- **REQUIRED ACTION 1**:
Name every person the text about the fort mentions by name.
- **REQUIRED ACTION 2**:
Decide whether each statement agrees with the text about the fort. Answer yes or no, and quote the words of the text that decide it.
(a) Linda Bourne became a living historian at the fort in 2012.
(b) The fort has had a designated animal caretaker.
(c) The 2006 long-range plan calls for more live animals to be kept at the fort year-round.

- **READING TEXT**:
────────────────────

The conditions of the fort today are painful for John Carson to see.

"In the last three years, quite frankly, it's embarrassing to be associated with the place," Carson said.

He taught history to high school and college students here and worked for several years as a park ranger and interpreter at the fort.

The fort is important to Carson's family personally. His great-grandfather, legendary frontiersman Christopher "Kit" Carson, worked briefly as a hunter for the Bent and St. Vrain Company and married into the Bent family.

Carson knows many volunteer living historians who say they no longer feel welcome at the fort.

"It was a place where a person was proud to be associated with, and I can't say that today," Carson said.

Linda Bourne became a living historian at the fort in 2012. She is a member of the Daughters of the American Revolution and serves on the board of the Bent's Fort Chapter of the Santa Fe Trail Association.

Bourne said the Parks Service has scaled back public events involving living historians in recent years. Before the pandemic, there were regular camp outs along the river and large Fandangos at the Fort.

"This last year was really bad because we didn't get to hold nearly the same events, or on the same level," Bourne said.

Leonard said living historians will remain part of the fort's operation. However, he noted the increasing difficulty of finding people who are willing to commit the time and money needed to fill those roles.

"Living history will always be a part of what we do, but it might not be the best thing to do all the time," he said. "For some, you know, historic clothing can be confusing, or a little weird."

Guests at the fort may also notice fewer live animals. Leonard explained there has never been a designated animal caretaker.

"There's that saying, of when everyone's in charge of something, it who's in charge of something, and, and that creates some risk operationally," he said.

The National Parks Service developed a long-range plan in 2006 that calls for a reduction in the number of live animals kept at the fort year-round in favor of leasing animals for special events.

Larry Bourne, Linda's husband and the President of the Bent's Fort Chapter of the Santa Fe Trail Association, is troubled by the lack of community input surrounding the changes at the fort.

"I've requested that to have a meeting with Mr. Leonard, kind of an open forum and I've been told he doesn't want to do that," Bourne said.

────────────────────

- **DATA**:
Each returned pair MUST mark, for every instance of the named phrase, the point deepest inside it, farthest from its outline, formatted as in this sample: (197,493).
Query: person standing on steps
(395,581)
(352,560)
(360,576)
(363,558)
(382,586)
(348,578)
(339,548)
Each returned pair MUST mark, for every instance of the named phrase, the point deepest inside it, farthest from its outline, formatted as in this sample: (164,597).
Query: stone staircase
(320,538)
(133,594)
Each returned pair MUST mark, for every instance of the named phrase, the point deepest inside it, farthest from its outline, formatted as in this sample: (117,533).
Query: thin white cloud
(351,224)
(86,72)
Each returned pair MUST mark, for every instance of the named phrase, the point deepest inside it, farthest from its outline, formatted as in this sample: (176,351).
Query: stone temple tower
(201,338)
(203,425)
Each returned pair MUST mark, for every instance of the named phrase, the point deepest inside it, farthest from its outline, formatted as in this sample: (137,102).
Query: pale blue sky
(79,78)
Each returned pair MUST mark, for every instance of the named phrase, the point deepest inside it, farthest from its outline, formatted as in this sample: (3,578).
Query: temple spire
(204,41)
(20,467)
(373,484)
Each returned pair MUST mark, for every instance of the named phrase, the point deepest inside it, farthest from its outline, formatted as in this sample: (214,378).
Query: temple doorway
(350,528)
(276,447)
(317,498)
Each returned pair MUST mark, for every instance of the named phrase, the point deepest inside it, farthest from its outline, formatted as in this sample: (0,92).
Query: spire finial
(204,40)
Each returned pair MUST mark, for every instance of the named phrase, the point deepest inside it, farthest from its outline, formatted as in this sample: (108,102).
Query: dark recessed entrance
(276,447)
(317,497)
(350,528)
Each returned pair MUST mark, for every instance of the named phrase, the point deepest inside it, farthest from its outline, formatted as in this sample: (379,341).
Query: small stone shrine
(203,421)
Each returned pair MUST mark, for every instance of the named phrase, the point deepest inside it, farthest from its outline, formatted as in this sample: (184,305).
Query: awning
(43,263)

────────────────────

- **ANSWER 1**:
John Carson; Christopher "Kit" Carson; Linda Bourne; Leonard; Larry Bourne

- **ANSWER 2**:
(a) Yes: "Linda Bourne became a living historian at the fort in 2012."
(b) No: "Leonard explained there has never been a designated animal caretaker."
(c) No: "calls for a reduction in the number of live animals kept at the fort year-round"